* BEGIN RECORDS SUPPLIED *
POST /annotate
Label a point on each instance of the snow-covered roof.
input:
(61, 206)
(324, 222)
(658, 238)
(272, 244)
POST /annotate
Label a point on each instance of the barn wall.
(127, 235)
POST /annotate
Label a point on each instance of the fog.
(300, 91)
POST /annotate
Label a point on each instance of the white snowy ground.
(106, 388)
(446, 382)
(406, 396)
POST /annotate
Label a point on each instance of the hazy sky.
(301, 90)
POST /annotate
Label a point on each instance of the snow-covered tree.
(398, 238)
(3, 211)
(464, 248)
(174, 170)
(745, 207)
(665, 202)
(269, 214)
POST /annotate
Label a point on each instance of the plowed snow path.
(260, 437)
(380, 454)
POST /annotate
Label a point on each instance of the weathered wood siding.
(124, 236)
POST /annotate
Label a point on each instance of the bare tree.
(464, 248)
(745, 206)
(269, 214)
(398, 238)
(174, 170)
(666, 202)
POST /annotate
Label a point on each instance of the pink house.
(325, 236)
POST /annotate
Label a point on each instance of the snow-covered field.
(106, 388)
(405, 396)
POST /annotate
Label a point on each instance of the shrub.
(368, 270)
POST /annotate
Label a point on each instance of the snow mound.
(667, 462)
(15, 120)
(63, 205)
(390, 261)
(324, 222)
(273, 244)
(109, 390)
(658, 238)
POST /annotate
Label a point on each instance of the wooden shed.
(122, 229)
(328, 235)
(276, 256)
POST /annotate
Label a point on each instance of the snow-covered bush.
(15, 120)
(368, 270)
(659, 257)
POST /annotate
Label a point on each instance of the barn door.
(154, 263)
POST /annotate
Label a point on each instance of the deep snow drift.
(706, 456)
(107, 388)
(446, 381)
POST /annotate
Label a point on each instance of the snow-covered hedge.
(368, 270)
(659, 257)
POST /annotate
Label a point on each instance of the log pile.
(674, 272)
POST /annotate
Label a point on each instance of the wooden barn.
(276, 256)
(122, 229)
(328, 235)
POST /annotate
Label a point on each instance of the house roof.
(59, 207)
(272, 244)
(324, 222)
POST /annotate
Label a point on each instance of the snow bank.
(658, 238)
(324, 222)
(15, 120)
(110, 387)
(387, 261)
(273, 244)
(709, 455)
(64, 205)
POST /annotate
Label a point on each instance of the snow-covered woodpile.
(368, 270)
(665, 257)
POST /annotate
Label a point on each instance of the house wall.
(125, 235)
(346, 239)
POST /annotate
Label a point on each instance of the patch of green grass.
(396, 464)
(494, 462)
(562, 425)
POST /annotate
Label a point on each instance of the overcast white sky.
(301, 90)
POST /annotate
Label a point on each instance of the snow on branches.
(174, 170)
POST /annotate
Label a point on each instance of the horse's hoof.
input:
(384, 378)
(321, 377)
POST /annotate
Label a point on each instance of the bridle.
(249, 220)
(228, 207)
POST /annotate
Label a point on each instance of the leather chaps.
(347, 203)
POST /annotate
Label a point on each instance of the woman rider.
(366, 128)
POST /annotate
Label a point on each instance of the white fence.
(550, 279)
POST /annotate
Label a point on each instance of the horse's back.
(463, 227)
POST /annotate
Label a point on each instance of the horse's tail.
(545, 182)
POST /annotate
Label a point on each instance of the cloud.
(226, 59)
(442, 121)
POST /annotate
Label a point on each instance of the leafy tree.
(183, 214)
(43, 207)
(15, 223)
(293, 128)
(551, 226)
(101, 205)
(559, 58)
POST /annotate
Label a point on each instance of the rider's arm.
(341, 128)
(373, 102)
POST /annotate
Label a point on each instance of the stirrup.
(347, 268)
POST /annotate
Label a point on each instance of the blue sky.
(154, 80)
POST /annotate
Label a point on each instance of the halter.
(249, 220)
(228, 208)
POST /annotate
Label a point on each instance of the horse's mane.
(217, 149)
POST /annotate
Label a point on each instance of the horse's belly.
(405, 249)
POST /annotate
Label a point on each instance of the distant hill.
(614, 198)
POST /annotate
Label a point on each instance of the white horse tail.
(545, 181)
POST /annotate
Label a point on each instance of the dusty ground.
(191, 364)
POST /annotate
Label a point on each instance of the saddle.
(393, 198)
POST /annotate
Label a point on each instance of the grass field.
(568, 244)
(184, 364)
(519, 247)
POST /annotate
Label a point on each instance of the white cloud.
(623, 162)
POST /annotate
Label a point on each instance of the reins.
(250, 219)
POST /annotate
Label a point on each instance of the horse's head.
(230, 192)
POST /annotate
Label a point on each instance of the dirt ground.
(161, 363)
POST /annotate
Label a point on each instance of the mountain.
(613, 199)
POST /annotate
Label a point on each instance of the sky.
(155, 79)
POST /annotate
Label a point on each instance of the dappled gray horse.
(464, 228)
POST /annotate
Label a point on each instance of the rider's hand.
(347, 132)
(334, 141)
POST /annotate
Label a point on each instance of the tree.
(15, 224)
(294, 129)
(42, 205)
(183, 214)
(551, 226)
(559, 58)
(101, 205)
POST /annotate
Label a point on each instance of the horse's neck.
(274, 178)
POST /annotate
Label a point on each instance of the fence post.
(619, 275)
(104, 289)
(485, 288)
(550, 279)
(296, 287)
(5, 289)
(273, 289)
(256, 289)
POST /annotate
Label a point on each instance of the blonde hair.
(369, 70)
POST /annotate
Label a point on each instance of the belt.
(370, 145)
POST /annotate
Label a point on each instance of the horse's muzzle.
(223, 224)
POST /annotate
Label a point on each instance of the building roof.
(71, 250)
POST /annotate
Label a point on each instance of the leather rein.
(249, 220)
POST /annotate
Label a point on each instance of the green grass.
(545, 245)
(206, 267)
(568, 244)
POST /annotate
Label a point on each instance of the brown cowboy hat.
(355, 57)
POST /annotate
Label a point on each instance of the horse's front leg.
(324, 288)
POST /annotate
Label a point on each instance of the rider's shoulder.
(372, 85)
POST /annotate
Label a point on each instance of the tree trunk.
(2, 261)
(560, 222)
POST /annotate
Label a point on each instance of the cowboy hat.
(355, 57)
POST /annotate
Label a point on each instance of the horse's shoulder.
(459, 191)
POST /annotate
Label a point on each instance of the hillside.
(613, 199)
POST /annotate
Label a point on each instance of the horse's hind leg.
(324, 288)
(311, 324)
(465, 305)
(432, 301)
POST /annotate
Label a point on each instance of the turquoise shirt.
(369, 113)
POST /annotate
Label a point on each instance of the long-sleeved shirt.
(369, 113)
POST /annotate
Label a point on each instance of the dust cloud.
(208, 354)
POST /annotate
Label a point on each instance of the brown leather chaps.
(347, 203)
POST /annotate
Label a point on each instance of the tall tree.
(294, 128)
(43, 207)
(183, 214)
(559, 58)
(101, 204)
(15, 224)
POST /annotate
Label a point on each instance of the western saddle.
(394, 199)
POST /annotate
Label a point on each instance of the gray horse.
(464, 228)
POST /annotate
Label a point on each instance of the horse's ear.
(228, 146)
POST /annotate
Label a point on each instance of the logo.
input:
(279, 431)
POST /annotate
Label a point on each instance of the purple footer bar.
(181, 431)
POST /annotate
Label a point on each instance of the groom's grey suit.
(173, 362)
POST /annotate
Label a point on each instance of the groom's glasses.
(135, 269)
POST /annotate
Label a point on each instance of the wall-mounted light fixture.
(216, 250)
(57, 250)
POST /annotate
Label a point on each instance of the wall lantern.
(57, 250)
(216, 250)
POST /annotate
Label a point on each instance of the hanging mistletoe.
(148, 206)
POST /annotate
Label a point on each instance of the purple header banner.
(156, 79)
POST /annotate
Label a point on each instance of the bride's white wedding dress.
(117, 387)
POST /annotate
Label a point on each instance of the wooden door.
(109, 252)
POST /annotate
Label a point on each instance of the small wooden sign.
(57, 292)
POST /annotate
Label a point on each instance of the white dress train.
* END RECORDS SUPPLIED *
WHAT IS EXPECTED: Nothing in the listing may be changed; retype it all exactly.

ANSWER FOR THIS EXERCISE:
POST /annotate
Label a point on each instance of the snow-covered roof.
input:
(61, 206)
(324, 222)
(658, 238)
(272, 244)
POST /annotate
Label a point on each instance of the barn wall.
(127, 235)
POST /annotate
Label a point on each instance of the fog.
(300, 91)
POST /annotate
Label a point on each instance of the white snowy ground.
(106, 388)
(446, 382)
(406, 396)
POST /annotate
Label a point on each instance of the hazy sky.
(301, 90)
POST /annotate
Label a point on each instance of the snow-covered tree.
(398, 238)
(3, 211)
(464, 248)
(174, 170)
(745, 207)
(665, 202)
(269, 214)
POST /annotate
Label a point on each instance of the plowed snow path.
(260, 437)
(380, 454)
POST /annotate
Label a point on each instance of the weathered wood siding.
(124, 236)
POST /annotate
Label a point on each instance of the bare tree.
(464, 248)
(745, 206)
(269, 214)
(398, 238)
(174, 170)
(666, 202)
POST /annotate
Label a point on each instance of the pink house.
(325, 236)
POST /annotate
Label a point on each instance of the snow-covered field.
(106, 388)
(405, 396)
POST /annotate
Label a point on each instance of the shrub.
(368, 270)
POST /annotate
Label a point on each instance of the snow mound.
(667, 462)
(15, 120)
(63, 205)
(390, 261)
(324, 222)
(273, 244)
(109, 390)
(658, 238)
POST /annotate
Label a point on each instance of the wooden shed.
(122, 229)
(328, 235)
(276, 256)
POST /annotate
Label a point on each instance of the snow-covered bush.
(15, 120)
(368, 270)
(659, 257)
POST /annotate
Label a point on each instance of the barn door.
(154, 263)
POST /annotate
Label a point on each instance of the deep snow drift.
(706, 456)
(107, 388)
(446, 381)
POST /annotate
Label a point on each instance of the snow-covered hedge.
(368, 270)
(659, 257)
POST /annotate
Label a point on each instance of the log pile.
(674, 272)
POST /annotate
Label a point on each instance of the wooden barn.
(276, 256)
(122, 229)
(328, 235)
POST /annotate
Label a point on each instance of the house roof.
(59, 207)
(272, 244)
(324, 222)
POST /annotate
Label a point on each instance of the snow bank.
(658, 238)
(324, 222)
(15, 120)
(110, 387)
(387, 261)
(273, 244)
(709, 455)
(64, 205)
POST /annotate
Label a point on each instance of the snow-covered woodpile.
(368, 270)
(665, 257)
POST /annotate
Label a point on each instance of the house wall.
(125, 235)
(346, 239)
POST /annotate
Label a point on each instance of the patch of green grass.
(396, 464)
(494, 462)
(562, 425)
POST /annotate
Label a point on each instance of the overcast white sky.
(301, 90)
POST /annotate
Label a point on each instance of the snow on branches.
(174, 170)
POST /annotate
Label a point on each instance of the horse's hoof.
input:
(384, 378)
(321, 377)
POST /annotate
Label a point on each instance of the bridle.
(249, 220)
(228, 207)
POST /annotate
Label a point on each instance of the leather chaps.
(347, 203)
POST /annotate
Label a point on each instance of the woman rider.
(366, 128)
POST /annotate
Label a point on each instance of the white fence.
(550, 279)
POST /annotate
Label a point on each instance of the horse's back.
(463, 227)
POST /annotate
Label a point on each instance of the horse's tail.
(545, 182)
POST /annotate
Label a point on each instance of the cloud.
(226, 59)
(442, 121)
POST /annotate
Label a point on each instance of the leafy tree.
(183, 214)
(43, 207)
(15, 223)
(293, 128)
(551, 226)
(101, 205)
(559, 58)
POST /annotate
Label a point on each instance of the rider's arm.
(341, 128)
(373, 102)
POST /annotate
Label a point on each instance of the stirrup.
(347, 268)
POST /annotate
Label a point on each instance of the blue sky.
(154, 80)
POST /annotate
Label a point on each instance of the halter.
(249, 220)
(228, 208)
POST /annotate
Label a point on each instance of the horse's mane.
(217, 149)
POST /annotate
Label a point on each instance of the horse's belly.
(405, 249)
POST /annotate
Label a point on each instance of the distant hill.
(614, 198)
POST /annotate
Label a point on each instance of the white horse tail.
(545, 181)
POST /annotate
Label a point on each instance of the dusty ground.
(191, 364)
POST /annotate
Label a point on each instance of the saddle.
(393, 198)
POST /annotate
Label a point on each instance of the grass field.
(568, 244)
(184, 364)
(519, 247)
POST /annotate
Label a point on each instance of the white cloud.
(623, 162)
POST /annotate
Label a point on each instance of the reins.
(250, 219)
POST /annotate
Label a point on each instance of the horse's head.
(230, 192)
POST /annotate
Label a point on each instance of the dirt ground.
(161, 363)
POST /annotate
Label a point on each instance of the mountain.
(613, 199)
POST /annotate
Label a point on each instance of the sky.
(155, 79)
POST /annotate
Label a point on each instance of the dappled gray horse.
(464, 228)
POST /annotate
Label a point on each instance of the rider's hand.
(347, 132)
(334, 141)
POST /annotate
Label a point on each instance of the tree.
(15, 224)
(294, 129)
(42, 205)
(183, 214)
(551, 226)
(559, 58)
(101, 205)
POST /annotate
Label a point on each instance of the horse's neck.
(274, 178)
POST /annotate
Label a point on each instance of the fence post.
(619, 275)
(104, 289)
(485, 288)
(550, 279)
(296, 287)
(5, 289)
(273, 289)
(256, 289)
POST /annotate
Label a point on each instance of the blonde hair.
(369, 70)
POST /annotate
Label a point on each instance of the belt.
(370, 145)
POST /annotate
Label a point on each instance of the horse's muzzle.
(223, 224)
POST /annotate
Label a point on each instance of the building roof.
(71, 250)
POST /annotate
Label a point on each instance of the leather rein.
(249, 220)
POST /annotate
Label a point on each instance of the green grass.
(545, 245)
(206, 267)
(568, 244)
POST /annotate
Label a point on each instance of the brown cowboy hat.
(355, 57)
POST /annotate
Label a point on each instance of the horse's front leg.
(324, 288)
POST /annotate
Label a point on each instance of the rider's shoulder.
(372, 85)
POST /annotate
Label a point on each instance of the tree trunk.
(2, 261)
(560, 222)
POST /annotate
Label a point on each instance of the cowboy hat.
(355, 57)
POST /annotate
Label a point on each instance of the horse's shoulder.
(459, 191)
POST /annotate
Label a point on each instance of the hillside.
(613, 199)
POST /annotate
Label a point on each instance of the horse's hind leg.
(324, 288)
(311, 324)
(465, 305)
(432, 301)
POST /annotate
Label a point on each instance of the turquoise shirt.
(369, 113)
POST /annotate
Label a point on each instance of the long-sleeved shirt.
(369, 113)
POST /annotate
Label a point on each instance of the dust cloud.
(208, 354)
POST /annotate
Label a point on each instance of the brown leather chaps.
(347, 203)
POST /annotate
Label a point on each instance of the tall tree.
(294, 128)
(43, 207)
(183, 214)
(559, 58)
(101, 204)
(15, 224)
POST /annotate
Label a point on each instance of the western saddle.
(394, 199)
POST /annotate
Label a point on each instance of the gray horse.
(464, 228)
POST /annotate
Label a point on each instance of the horse's ear.
(228, 146)
POST /annotate
Label a point on each instance of the logo.
input:
(279, 431)
POST /annotate
Label a point on each instance of the purple footer bar.
(181, 431)
POST /annotate
Label a point on each instance of the groom's grey suit.
(173, 362)
POST /annotate
Label a point on each instance of the groom's glasses.
(135, 269)
POST /annotate
Label a point on each instance of the wall-mounted light fixture.
(216, 250)
(57, 250)
POST /annotate
Label a point on each instance of the wall lantern.
(57, 250)
(216, 250)
POST /annotate
Label a point on each instance of the hanging mistletoe.
(148, 206)
POST /annotate
Label a point on each instance of the purple header banner.
(156, 79)
POST /annotate
Label a point on each instance of the bride's white wedding dress.
(117, 387)
POST /annotate
Label a point on each instance of the wooden door.
(109, 252)
POST /annotate
Label a point on each instance of the small wooden sign.
(57, 292)
POST /annotate
Label a point on each instance of the white dress train.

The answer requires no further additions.